所给文本.
优化实践：Prometheus 性能和高基数问题

David Calvert 2023-05-02 13:06:10

Prometheus

在本文中，我将解释我如何分析和配置我的 Prometheus 以显著减少其资源使用并解决基数问题。这是上一篇文章《Prometheus 瘦身第一步，使用 mimirtool 找到没用的 Prometheus 指标》的后续。

先决条件

本文中描述的所有内容都是在 Kubernetes 环境中使用 kube-prometheus-stack 完成的。如果您的设置不同，您可能需要进行调整。

我还假设您有已使用和未使用指标的列表，如果还没有，请在我之前的文章中了解如何执行此操作。如果您想使用示例数据，可以使用 dotdc/prometheus-cardinality 代码仓库。

简介

Prometheus 项目试图让事情尽可能简单。它也非常开放，一些特定场景的功能通常被转嫁到其他项目，如 Thanos、Mimir 或 VictoriaMetrics。出于这个原因，没有魔法标志可以显着改变 Prometheus 的行为。为了提高 Prometheus 的性能，您需要了解您的使用情况，并根据您的用例和规模做出正确的设计选择。现在我们知道我们使用哪些指标，哪些不使用，让我们看看如何配置我们的 Prometheus。

丢弃不用的指标

最容易想到的显然是丢弃未使用的指标。以下是我们可以丢弃的未使用列表中的一些指标：

node_arp_entries
node_netstat_Udp6_OutDatagrams
node_netstat_Udp6_RcvbufErrors
node_sockstat_FRAG6_inuse
node_sockstat_RAW6_inuse
node_softnet_dropped_total
node_softnet_processed_total
[...]

有几种方法可以丢弃指标，让我们梳理一下最常见的方法。

配置 Exporter

配置数据源，比如机器监控，大多数情况下我们会使用 node-exporter，合理地配置 exporter 可以节省大量的时间和资源，因为控制住了源头，指标都不会有更远的传输了。

我们可以做的第一件事是检查采集器有哪些参数可供选择，node_exporter 具有打开和关闭的 collector 的功能。

prometheus-node-exporter:
  # Doc: https://github.com/prometheus/node_exporter#collectors
  extraArgs:
    # Disable unused collectors
    - --no-collector.arp
    - --no-collector.ipvs
    - --no-collector.sockstat
    - --no-collector.softnet
    # Excludes from kube-prometheus-stack
    - --collector.filesystem.mount-points-exclude=^/(dev|proc|sys|var/lib/docker/.+|var/lib/kubelet/.+)($|/)

任务说明.
根据上文回答下列问题，答案按相同序号分行作答。
1. 文中所述内容是在什么环境中、借助什么工具完成的？
2. 哪些项目常常承接 Prometheus 转出的特定场景功能？
3. node-exporter 配置里用 --no-collector 参数禁用了哪几个采集器？

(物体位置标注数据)
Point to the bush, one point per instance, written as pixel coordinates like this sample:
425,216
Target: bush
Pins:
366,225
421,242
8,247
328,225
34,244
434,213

本题输出.
1. 在 Kubernetes 环境中使用 kube-prometheus-stack 完成。
2. Thanos、Mimir 和 VictoriaMetrics。
3. arp、ipvs、sockstat 和 softnet。